**EXERCISE INSTRUCTIONS:**
• A. Retype the passage on the church built on the rock from "Jesus is the" up to and including "Matt. 12: 41.".
• B. Decide whether each statement agrees with the passage on the church built on the rock. Answer yes or no, and quote the words that settle it: (i) The twelve were sent to all nations before the Saviour rose. (ii) The word church means "a calling out." (iii) Moses’ ecclesia was the whole congregation of Israel.

**GIVEN PASSAGE:**
-----

Jesus is the rock as "the Resurrection and Life."  He could not be holden of death, because he was [is] the Lord of life.  His impenetrability as the foundation of our hope was manifested in the resurrection.  "He is the rock, his work is perfect:" Deut. 32: 4.  So to the Pharisees previously our Lord had offered himself in the same character as "the Resurrection and Life," under the type of Jonah the prophet swallowed up and coming forth to life again: 16: 4.  This sign was sufficient to condemn them of unbelief, by the better example of the Ninevites: Matt. 12: 41.

 

"I will build," said the Saviour.  It was not yet the time, for the resurrection had not yet taken place.  The last outrage which drove the Lord away from Israel, and from earth to heaven, had not yet occurred.  But it was as sure as if it had already happened; and, therefore, while the building is not then begun, the tidings of its erection are announced.  Not till after the resurrection did the Spirit descend; not till then might the tidings of the transfiguration itself be known.  The twelve were not sent out on their mission to Israel till after the resurrection of the daughter of Jairus; they are not sent forth to all nations till after the resurrection of the Saviour himself.

 

"I will build my church."  The term church means "a calling out."  It is no longer "all Israel," or all nations, but a selection, an elect body, to whom the Father makes known the Son.  Moses’ ecclesia (church) was the whole congregation of Israel; the Lord’s ecclesia is a new body drawn from both Israel and the Gentiles.

 

This is the first mention of the word church in the New Testament: and it is characteristic.  It was to begin, and to take its stand, upon faith on Jesus as the resurrection.  The stones built on the rock belong to the rock.  I will build "my church."

 

"And the gates of Hades shall not prevail against it."  How much depends upon the right translation of a single word! Our translators in rendering Hades by "hell," have thrown darkness over this and other passages.

-----

**PROVIDED MATERIAL:**
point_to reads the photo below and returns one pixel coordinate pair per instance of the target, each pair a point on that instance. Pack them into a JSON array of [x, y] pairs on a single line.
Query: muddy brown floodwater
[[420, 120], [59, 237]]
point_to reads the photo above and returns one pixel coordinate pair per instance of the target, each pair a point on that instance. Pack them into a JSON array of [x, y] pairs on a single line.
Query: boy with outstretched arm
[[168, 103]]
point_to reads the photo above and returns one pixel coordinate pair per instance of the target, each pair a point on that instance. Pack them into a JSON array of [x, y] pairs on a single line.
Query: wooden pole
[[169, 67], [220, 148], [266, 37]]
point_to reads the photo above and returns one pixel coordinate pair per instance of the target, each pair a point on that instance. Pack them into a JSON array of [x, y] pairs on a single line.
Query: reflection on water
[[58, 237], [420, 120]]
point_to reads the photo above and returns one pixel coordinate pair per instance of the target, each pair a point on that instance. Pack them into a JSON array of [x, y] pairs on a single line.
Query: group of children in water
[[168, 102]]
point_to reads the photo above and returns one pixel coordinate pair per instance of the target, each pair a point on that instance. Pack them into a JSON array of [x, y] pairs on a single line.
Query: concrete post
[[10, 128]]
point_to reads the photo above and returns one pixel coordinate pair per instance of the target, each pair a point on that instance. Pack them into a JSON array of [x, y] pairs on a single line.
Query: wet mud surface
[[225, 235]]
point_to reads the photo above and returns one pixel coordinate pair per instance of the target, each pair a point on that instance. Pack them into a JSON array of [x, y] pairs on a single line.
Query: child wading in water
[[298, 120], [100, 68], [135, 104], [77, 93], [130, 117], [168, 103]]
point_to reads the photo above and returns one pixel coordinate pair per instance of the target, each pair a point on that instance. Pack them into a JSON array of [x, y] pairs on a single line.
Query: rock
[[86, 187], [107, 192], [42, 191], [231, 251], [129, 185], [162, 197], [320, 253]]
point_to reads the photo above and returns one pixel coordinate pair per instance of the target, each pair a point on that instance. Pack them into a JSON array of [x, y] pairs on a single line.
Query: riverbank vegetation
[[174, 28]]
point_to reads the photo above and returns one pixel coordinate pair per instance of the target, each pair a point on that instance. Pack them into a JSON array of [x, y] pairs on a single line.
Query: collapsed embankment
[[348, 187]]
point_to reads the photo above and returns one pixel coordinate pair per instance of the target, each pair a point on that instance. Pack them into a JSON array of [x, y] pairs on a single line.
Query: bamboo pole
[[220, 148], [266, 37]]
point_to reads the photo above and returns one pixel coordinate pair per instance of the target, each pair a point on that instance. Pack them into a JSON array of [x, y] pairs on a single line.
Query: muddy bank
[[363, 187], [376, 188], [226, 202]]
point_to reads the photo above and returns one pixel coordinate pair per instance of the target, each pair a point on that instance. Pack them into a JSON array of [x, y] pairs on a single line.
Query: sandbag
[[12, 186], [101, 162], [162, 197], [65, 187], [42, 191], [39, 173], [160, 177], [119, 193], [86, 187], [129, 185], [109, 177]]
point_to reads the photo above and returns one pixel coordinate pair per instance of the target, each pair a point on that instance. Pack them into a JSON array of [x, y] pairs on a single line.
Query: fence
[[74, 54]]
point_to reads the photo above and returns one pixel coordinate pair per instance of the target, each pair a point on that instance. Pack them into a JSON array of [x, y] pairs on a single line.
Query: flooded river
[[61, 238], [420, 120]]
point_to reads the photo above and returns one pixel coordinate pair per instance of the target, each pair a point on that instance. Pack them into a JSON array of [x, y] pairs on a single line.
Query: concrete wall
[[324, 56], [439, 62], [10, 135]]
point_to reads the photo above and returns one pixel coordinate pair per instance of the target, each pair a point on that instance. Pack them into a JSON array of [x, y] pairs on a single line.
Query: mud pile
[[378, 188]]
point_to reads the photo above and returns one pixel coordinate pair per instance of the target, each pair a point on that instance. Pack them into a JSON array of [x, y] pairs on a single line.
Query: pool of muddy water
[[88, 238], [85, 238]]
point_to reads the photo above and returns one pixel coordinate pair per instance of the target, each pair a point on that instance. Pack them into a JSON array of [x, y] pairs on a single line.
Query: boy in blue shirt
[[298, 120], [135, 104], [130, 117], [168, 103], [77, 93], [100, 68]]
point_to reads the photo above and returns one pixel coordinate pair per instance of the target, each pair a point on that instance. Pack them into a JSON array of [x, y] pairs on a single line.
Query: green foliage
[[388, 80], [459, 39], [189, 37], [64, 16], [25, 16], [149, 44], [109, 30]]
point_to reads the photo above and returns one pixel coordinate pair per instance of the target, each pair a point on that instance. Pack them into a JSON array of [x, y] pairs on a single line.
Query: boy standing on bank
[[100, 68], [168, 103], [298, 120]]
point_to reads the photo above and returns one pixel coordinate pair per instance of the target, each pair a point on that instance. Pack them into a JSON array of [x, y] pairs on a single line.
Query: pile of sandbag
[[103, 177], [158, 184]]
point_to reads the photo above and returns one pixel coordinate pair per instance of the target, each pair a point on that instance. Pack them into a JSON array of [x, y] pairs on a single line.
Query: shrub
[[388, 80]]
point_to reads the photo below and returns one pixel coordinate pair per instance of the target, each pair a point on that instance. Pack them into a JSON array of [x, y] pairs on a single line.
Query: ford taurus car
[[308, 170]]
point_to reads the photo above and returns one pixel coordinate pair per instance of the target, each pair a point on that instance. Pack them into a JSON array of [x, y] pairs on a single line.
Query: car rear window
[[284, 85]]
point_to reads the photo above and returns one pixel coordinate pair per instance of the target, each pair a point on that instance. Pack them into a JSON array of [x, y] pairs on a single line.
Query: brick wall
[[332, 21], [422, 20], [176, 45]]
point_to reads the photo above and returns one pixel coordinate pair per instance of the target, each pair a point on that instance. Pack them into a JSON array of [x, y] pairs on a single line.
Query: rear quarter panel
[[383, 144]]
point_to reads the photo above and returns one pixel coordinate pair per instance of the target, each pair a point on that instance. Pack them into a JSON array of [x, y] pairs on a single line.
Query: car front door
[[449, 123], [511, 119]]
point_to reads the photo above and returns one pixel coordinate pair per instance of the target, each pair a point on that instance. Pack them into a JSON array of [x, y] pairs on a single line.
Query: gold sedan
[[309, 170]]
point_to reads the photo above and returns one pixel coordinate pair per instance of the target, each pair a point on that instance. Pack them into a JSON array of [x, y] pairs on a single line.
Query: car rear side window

-----

**THE SOLUTIONS:**
• A.
Jesus is the rock as "the Resurrection and Life."  He could not be holden of death, because he was [is] the Lord of life.  His impenetrability as the foundation of our hope was manifested in the resurrection.  "He is the rock, his work is perfect:" Deut. 32: 4.  So to the Pharisees previously our Lord had offered himself in the same character as "the Resurrection and Life," under the type of Jonah the prophet swallowed up and coming forth to life again: 16: 4.  This sign was sufficient to condemn them of unbelief, by the better example of the Ninevites: Matt. 12: 41.

• B.
(i) No: "they are not sent forth to all nations till after the resurrection of the Saviour himself."
(ii) Yes: "The term church means "a calling out.""
(iii) Yes: "Moses’ ecclesia (church) was the whole congregation of Israel"